= Page text =
** begin **

In this post I'll document my research into the history of gperf. A copy of the historical documents and source code referenced in this post can be found here.
If you have worked with hashing you have probably used gperf. It is a tool you give a list of keywords and outputs C/C++ code to lookup if a keyword is contained within the list. The lookup function is incredibly fast and looks like black magic.
In 1979 Richard J. Cichelli wrote an article titled Minimal Perfect Hash Functions Made Simple. January 1980 it was published in Communications of the ACM, Volume 23, Issue 1. Back then Richard worked as a Research Manager for American Newspaper Publishers Association Research Institute, but was doing this as part of his own company Software Consulting Services (SCS) which he ran with his wife Martha Cichelli until 2021.
Today, Richard's article is known as Cichelli's Method and works by computing a hash based on the first and last character of the input, as well as the length of the input, then using that hash with an association table to generate a nearly-minimal perfect hash function. Cichelli describes two disadvantages in his article:
- It requires that no two keys share length and the first and last characters
- For lists with more than about 45 items, segmentation into sublists may be necessary
These limitations will become important in the next paragraph.

** end **

= Work to be completed =
Write the next part of the post on the history of gperf, starting right after its last sentence.

= Data block =
** begin **

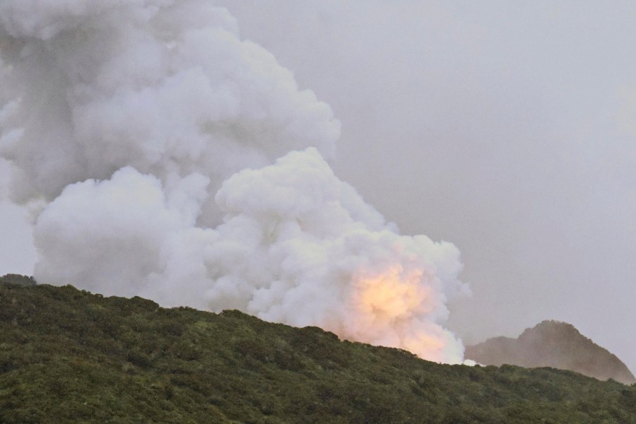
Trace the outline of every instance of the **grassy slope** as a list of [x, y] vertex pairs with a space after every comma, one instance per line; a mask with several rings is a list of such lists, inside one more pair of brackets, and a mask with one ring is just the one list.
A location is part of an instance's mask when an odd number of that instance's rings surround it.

** end **

= The reply =
In December 1980, Gerhard Jaeschke and G. Osterburg from IBM Scientific Center in Heidelberg, West Germany published an article in Communications of the ACM, Volume 23, Issue 12 titled
Technical Response to: On Cichelli's Minimal Perfect Hash Functions Method. In the article, they determine that there exists an infinite number of keywords, on which Cichelli's perfect hash method (noted as Cichelli's Condition or CD) does not work. As a response to this, Richard adds a third disadvantage:
- For certain contrived lists of keys, it may be impossible to determine in advance whether this method will yield a minimal solution.
Note: Gerhard Jaeschke has himself published several articles pertaining to minimal perfect hash functions which are quite interesting, but let's stay on the subject of gperf.
In 1982 Charlie D. Havener wrote a tool called Perfect and in 1983
posted it in the Usenet newsgroup comp.sources.unix. It is based on Cichelli's method, and is the first public implementation, as the Pascal version written by Richard himself was never published. Charlie notes that Perfect was used to write a Lexical Analyzer Data Structure and posted in Appendix B in the article More on Minimal Perfect Hash Tables by Cook, Curtis R. and Oldehoeft, R. R.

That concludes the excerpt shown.